Exercise prompt →
What lines of the data below hold the string "vestment"? Copy each one out.

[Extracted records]
= = = = = = =

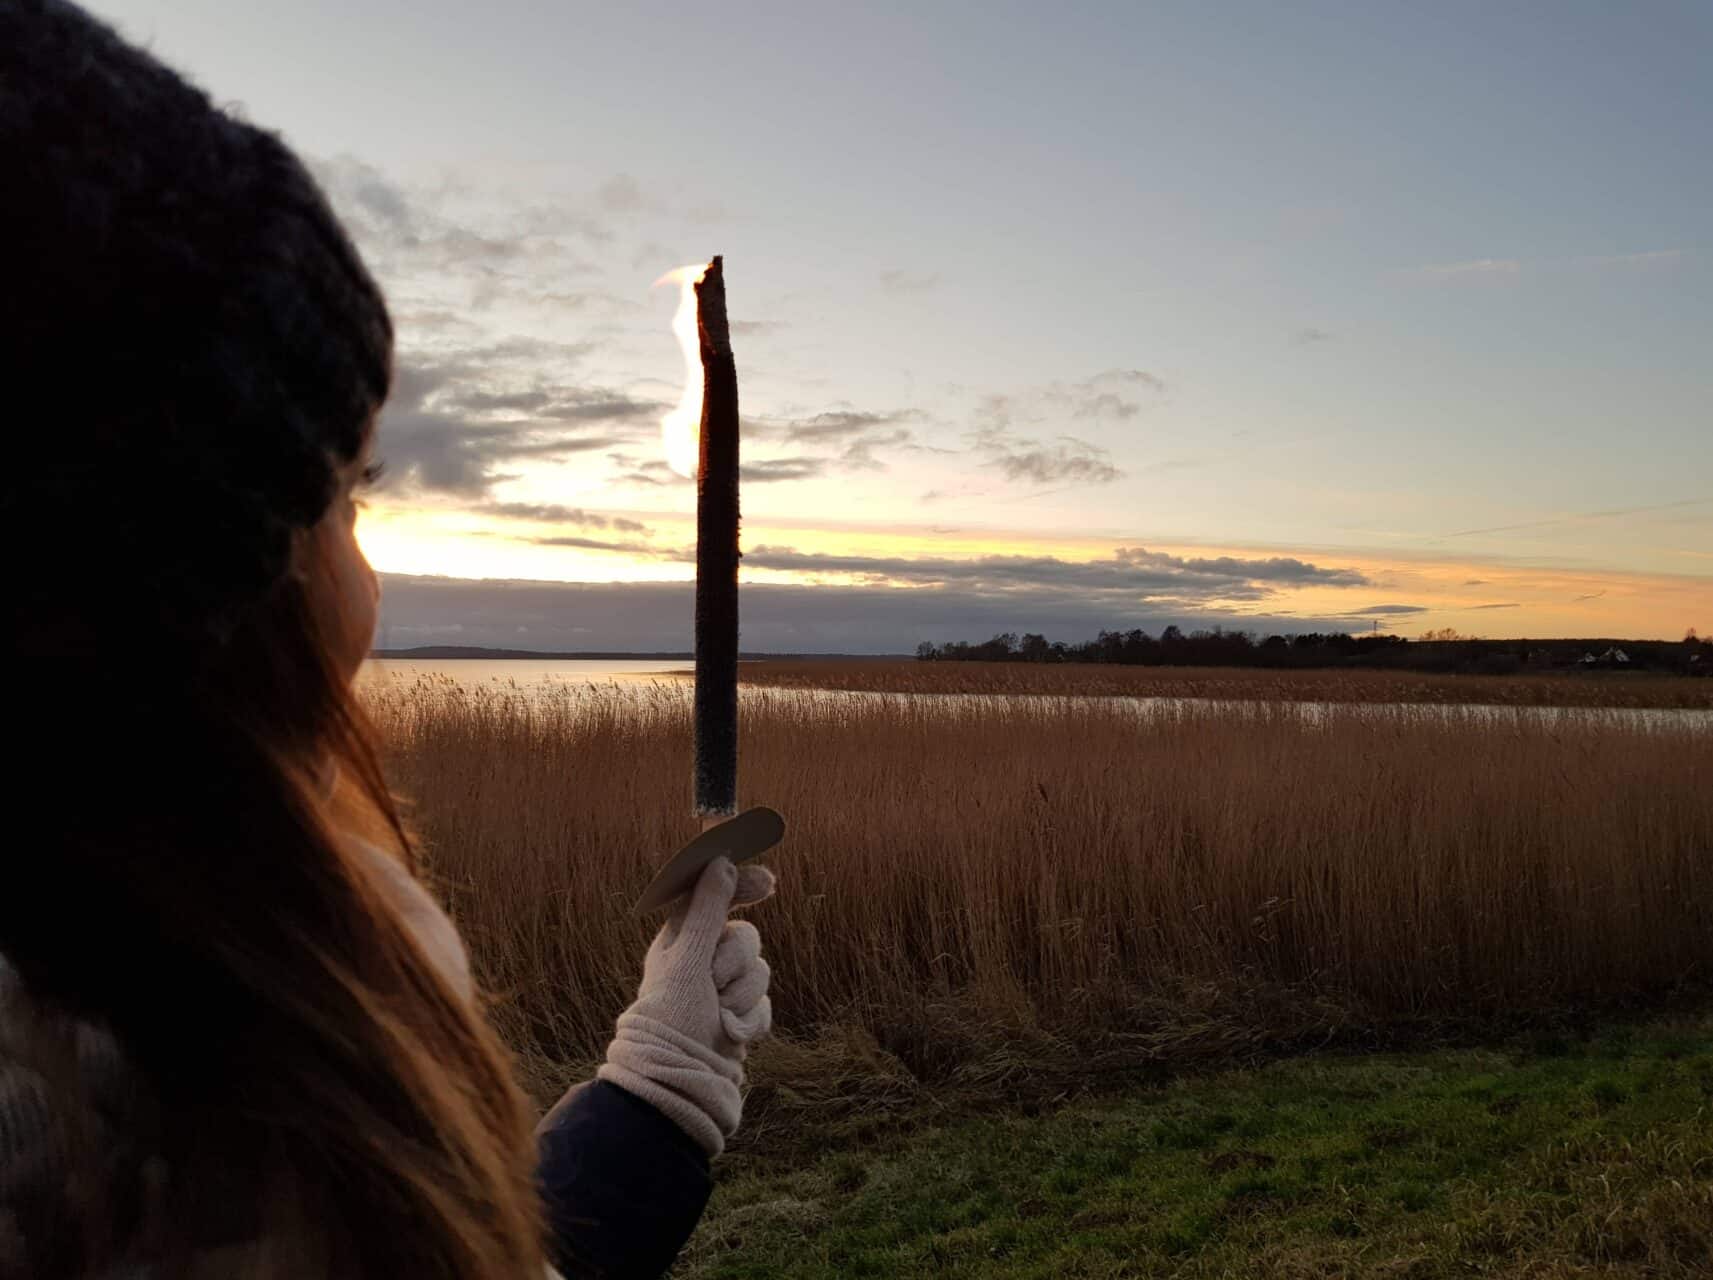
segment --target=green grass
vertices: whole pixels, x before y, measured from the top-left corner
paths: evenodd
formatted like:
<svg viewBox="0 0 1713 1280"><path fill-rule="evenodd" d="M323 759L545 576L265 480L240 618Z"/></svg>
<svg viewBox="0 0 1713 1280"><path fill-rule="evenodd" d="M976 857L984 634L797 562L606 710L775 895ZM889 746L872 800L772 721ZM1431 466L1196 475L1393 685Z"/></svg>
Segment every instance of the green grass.
<svg viewBox="0 0 1713 1280"><path fill-rule="evenodd" d="M867 1135L729 1158L676 1274L1713 1275L1713 1016Z"/></svg>

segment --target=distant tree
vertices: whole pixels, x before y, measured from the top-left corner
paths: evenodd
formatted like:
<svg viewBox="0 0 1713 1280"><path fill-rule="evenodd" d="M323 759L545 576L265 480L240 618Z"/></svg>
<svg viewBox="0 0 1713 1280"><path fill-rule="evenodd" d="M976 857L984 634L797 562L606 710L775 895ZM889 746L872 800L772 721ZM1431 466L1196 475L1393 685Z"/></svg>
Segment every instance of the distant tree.
<svg viewBox="0 0 1713 1280"><path fill-rule="evenodd" d="M1273 667L1311 668L1368 667L1426 672L1472 674L1519 671L1524 668L1551 670L1582 665L1583 654L1600 653L1612 641L1482 640L1451 627L1430 630L1419 639L1345 631L1286 632L1264 639L1247 631L1221 627L1198 629L1186 635L1178 627L1167 627L1158 638L1140 627L1127 631L1102 629L1092 640L1066 643L1049 640L1039 632L1018 635L1002 631L980 644L948 640L935 645L924 641L916 656L925 662L1075 662L1112 663L1124 666ZM1679 671L1687 675L1713 674L1713 638L1703 637L1693 627L1681 644L1677 641L1627 641L1626 665L1635 671Z"/></svg>
<svg viewBox="0 0 1713 1280"><path fill-rule="evenodd" d="M1017 633L1002 631L985 643L970 646L967 656L975 662L1009 662L1017 656Z"/></svg>

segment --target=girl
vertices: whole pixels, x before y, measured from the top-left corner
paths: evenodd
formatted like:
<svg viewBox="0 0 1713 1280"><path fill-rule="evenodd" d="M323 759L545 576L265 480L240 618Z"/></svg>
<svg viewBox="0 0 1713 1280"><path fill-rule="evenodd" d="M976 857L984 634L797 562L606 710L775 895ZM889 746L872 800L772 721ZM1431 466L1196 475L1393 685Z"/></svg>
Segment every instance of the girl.
<svg viewBox="0 0 1713 1280"><path fill-rule="evenodd" d="M320 192L0 0L0 253L0 1277L658 1275L769 1026L726 917L771 878L708 869L532 1132L351 690L392 331Z"/></svg>

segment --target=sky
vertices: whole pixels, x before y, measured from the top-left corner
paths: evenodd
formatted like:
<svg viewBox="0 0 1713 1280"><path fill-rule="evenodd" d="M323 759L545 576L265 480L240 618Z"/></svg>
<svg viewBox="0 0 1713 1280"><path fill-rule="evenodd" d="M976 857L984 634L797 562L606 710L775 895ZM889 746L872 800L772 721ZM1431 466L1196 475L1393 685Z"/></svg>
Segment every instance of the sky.
<svg viewBox="0 0 1713 1280"><path fill-rule="evenodd" d="M1713 631L1713 8L100 0L310 163L398 372L382 643Z"/></svg>

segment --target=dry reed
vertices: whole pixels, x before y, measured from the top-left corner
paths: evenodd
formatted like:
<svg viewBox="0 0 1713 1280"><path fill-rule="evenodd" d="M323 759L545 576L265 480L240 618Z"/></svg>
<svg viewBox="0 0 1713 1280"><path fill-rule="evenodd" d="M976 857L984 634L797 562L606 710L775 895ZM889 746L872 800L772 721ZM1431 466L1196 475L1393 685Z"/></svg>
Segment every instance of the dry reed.
<svg viewBox="0 0 1713 1280"><path fill-rule="evenodd" d="M629 904L694 830L687 686L370 696L507 1033L538 1081L586 1062L653 928ZM781 1053L991 1085L1713 968L1705 728L752 690L741 749L790 822L756 913Z"/></svg>
<svg viewBox="0 0 1713 1280"><path fill-rule="evenodd" d="M1217 698L1257 702L1416 702L1520 707L1713 710L1713 680L1646 672L1449 675L1417 671L1273 671L901 658L765 658L739 668L756 688L870 693L1030 693L1075 697Z"/></svg>

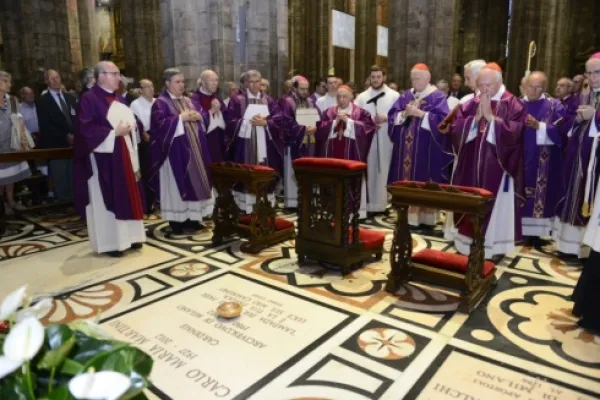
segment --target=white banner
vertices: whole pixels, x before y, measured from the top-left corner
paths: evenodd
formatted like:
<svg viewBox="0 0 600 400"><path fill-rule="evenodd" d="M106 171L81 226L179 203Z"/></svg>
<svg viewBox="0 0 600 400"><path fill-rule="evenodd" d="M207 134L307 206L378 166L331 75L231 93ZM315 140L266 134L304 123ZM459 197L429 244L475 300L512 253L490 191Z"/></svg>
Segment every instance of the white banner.
<svg viewBox="0 0 600 400"><path fill-rule="evenodd" d="M332 10L332 45L354 50L355 18L353 15Z"/></svg>
<svg viewBox="0 0 600 400"><path fill-rule="evenodd" d="M388 28L377 25L377 55L388 56Z"/></svg>

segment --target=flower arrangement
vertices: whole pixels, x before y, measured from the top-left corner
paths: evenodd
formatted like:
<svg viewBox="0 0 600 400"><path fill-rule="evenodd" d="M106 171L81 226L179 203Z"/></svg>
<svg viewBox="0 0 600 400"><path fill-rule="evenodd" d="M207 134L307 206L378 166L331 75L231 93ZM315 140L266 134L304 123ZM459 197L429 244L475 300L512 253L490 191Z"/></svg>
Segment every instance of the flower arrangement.
<svg viewBox="0 0 600 400"><path fill-rule="evenodd" d="M39 318L51 299L34 305L26 286L0 305L0 399L146 399L152 358L112 340L97 322L46 328Z"/></svg>

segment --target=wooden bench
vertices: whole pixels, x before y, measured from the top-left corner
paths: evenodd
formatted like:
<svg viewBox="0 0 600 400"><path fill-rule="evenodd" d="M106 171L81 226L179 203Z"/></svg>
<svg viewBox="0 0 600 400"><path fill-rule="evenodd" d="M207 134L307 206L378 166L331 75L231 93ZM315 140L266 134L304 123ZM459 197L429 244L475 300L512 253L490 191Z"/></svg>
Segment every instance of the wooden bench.
<svg viewBox="0 0 600 400"><path fill-rule="evenodd" d="M217 191L213 221L212 242L239 235L248 238L241 246L247 253L258 253L266 247L294 238L294 223L275 218L275 209L268 199L269 187L275 183L276 172L262 165L246 165L231 162L210 165L214 187ZM248 193L256 196L252 214L242 215L233 194L236 185L243 185Z"/></svg>
<svg viewBox="0 0 600 400"><path fill-rule="evenodd" d="M304 157L293 167L298 181L298 261L308 257L339 265L346 274L373 256L381 259L385 234L360 228L358 221L367 164Z"/></svg>
<svg viewBox="0 0 600 400"><path fill-rule="evenodd" d="M434 182L396 182L387 187L397 222L390 254L391 272L386 290L395 293L402 282L422 281L459 290L461 312L471 312L496 281L496 266L484 260L482 224L494 204L491 192L469 187L439 185ZM412 254L408 225L410 206L453 211L468 217L473 227L470 255L425 249Z"/></svg>

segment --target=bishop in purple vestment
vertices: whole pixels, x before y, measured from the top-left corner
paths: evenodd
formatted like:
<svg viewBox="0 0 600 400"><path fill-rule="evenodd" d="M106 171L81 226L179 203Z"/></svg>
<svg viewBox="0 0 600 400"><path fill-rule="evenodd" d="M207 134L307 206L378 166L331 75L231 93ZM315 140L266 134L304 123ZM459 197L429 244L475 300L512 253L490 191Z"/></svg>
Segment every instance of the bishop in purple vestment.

= = = = = = =

Solution for this task →
segment --target=bishop in purple vestment
Segment every instance of the bishop in purple vestment.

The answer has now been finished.